_Exercise prompt_
Each line of the data is to be output verbatim, with the images removed.

START Given data

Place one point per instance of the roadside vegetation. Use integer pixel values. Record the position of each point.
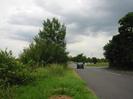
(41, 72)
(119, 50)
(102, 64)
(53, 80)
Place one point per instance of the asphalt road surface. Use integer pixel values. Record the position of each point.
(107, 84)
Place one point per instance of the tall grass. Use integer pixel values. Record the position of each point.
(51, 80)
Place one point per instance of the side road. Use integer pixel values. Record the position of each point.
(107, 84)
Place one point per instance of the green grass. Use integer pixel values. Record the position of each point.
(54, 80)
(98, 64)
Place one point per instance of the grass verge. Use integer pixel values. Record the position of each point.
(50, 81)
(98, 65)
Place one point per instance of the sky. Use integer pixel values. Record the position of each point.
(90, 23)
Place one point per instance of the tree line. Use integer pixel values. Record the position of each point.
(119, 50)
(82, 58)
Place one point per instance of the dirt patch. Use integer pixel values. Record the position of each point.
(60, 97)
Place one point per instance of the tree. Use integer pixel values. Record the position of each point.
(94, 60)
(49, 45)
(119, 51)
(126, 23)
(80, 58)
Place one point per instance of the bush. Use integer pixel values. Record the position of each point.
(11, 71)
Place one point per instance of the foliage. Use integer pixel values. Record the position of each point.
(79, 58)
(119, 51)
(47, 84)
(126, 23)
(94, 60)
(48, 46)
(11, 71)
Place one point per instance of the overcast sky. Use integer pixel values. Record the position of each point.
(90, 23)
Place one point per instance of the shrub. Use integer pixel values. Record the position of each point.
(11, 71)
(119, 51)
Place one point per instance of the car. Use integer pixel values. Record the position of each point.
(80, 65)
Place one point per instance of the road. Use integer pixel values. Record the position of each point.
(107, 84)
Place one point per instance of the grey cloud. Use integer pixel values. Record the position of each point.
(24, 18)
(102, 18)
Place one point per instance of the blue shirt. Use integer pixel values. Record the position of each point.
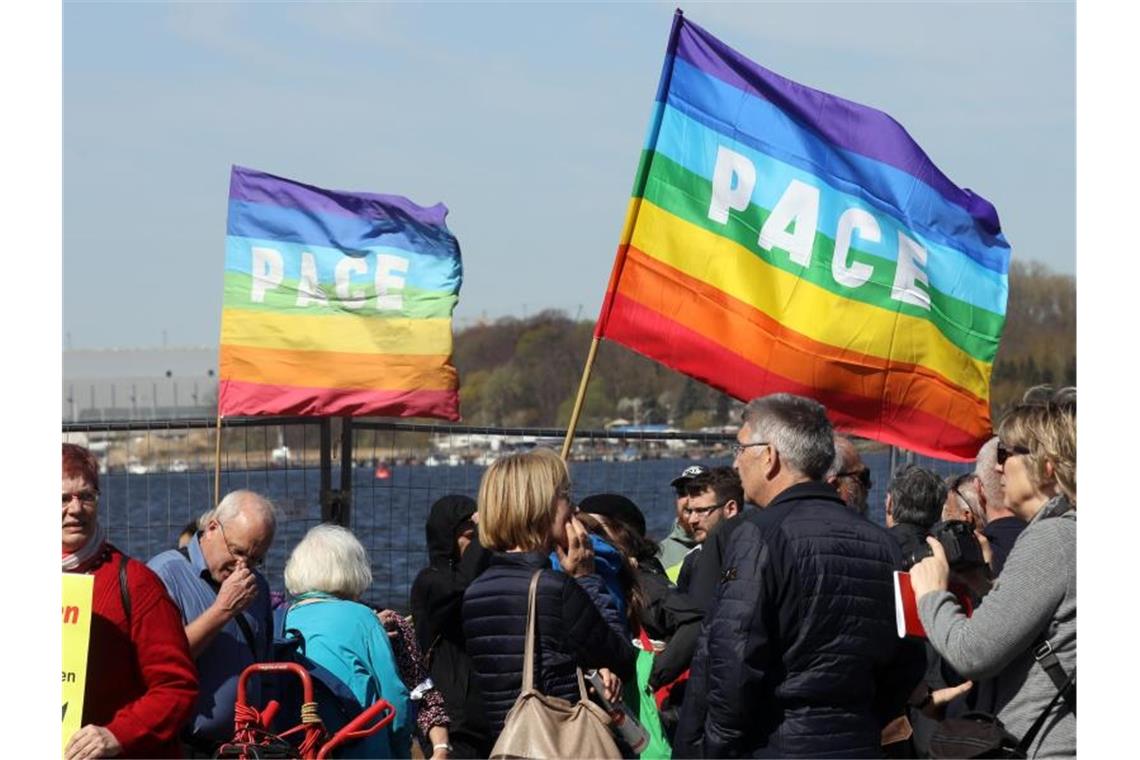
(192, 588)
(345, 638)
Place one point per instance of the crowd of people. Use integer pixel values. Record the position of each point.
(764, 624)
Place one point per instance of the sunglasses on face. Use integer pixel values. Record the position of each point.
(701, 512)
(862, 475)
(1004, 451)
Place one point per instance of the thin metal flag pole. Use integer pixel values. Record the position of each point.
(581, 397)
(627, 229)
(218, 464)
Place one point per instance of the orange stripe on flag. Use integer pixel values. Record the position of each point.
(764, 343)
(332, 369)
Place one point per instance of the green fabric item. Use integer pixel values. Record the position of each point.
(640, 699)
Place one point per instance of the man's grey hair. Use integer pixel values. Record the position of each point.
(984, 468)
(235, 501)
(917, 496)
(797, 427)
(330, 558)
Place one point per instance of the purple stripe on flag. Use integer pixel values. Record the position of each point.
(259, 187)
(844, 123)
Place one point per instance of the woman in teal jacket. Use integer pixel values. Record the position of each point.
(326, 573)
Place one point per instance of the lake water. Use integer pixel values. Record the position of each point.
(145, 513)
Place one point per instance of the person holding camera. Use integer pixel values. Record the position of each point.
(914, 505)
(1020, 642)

END Given data

_Answer space_
Place one point per instance of the roadside vegetation. Use integer pixel values. Record the position of each point.
(41, 72)
(119, 50)
(102, 64)
(53, 80)
Place one point per instance of the asphalt road surface. Use integer pixel values. Record the position of each point.
(107, 84)
Place one point per instance of the tall grass. Use integer pixel values. Record the position of each point.
(51, 80)
Place one point per instance of the side road. Use integer pixel values. Record the position of each point.
(107, 84)
Place one point per instance of the green grass. Use integer pixel values. Record the position of each point.
(54, 80)
(98, 64)
Place one point per instance of the grass verge. Use integer pixel values. Record the position of each point.
(50, 81)
(98, 65)
Place one point per instance of the sky. Use integer pixel values. Record the position of each point.
(90, 23)
Place one point per instance of the tree line. Use integer pixel values. Record the position of each point.
(119, 50)
(82, 58)
Place one point per instance of the dirt patch. Use integer pixel values. Record the position of each point.
(60, 97)
Place one point per instance of the tree. Use integer pixel values. Record the position of each point.
(94, 60)
(49, 45)
(119, 51)
(126, 23)
(80, 58)
Place one point per instance of the bush. Use integer pixel values. Record the position of each point.
(11, 71)
Place one point per instance of the foliage. Use integer pixel values. Record the position of each point.
(79, 58)
(119, 51)
(47, 84)
(126, 23)
(94, 60)
(48, 46)
(11, 71)
Place one point per instance of the overcast sky. Use integer pixel values. Record the position of each point.
(90, 23)
Place one point per instance of the shrub. Use integer pixel values. Record the position of each point.
(11, 71)
(119, 51)
Place one point per instance of the car. Use integer pixel values. Record the position of each point.
(80, 65)
Place one point per instance of the road. Use integer pixel values. Record the position of each point.
(107, 84)
Place one point per instance of the grey cloud. Use integer pixel values. Record the position of each point.
(24, 18)
(102, 18)
Place one point per instance of the blue shirt. Use integer pixel values. Record the position of each point.
(192, 588)
(345, 638)
Place one point per instance of the crowd of people. Use integer pixel values. Record the position of each point.
(764, 624)
Place one point per instance of the sunglasses on face. Use integer pixel values. Record the position of each point.
(701, 512)
(862, 475)
(1004, 451)
Place one point per instance of the thin metal flag pole. Use integer pixel values. Record the position of each point.
(581, 397)
(627, 229)
(218, 464)
Place one point per instance of the orange stripe on flag. Use integer pixel values. Record the position of each point.
(764, 343)
(332, 369)
Place one point per instance of the green fabric item. Use integer pixel values. Record the position of each point.
(640, 699)
Place one point per instance of the man's grey hair. Use integer pixel values. Record the position of each point.
(984, 468)
(235, 501)
(917, 496)
(797, 427)
(330, 558)
Place one point per instance of the purple stripe on flag. Use integer pixel values. Record the position of each point.
(259, 187)
(844, 123)
Place one point per instance of the woman in teal jacket. Use integer pixel values. Record the position of each point.
(326, 573)
Place one point per instance of the lake water. Use integer pixel values. Record the position of each point.
(145, 513)
Place one point per instance of the person holding camera. Use integer pixel values. Record the position of each point.
(914, 505)
(1020, 642)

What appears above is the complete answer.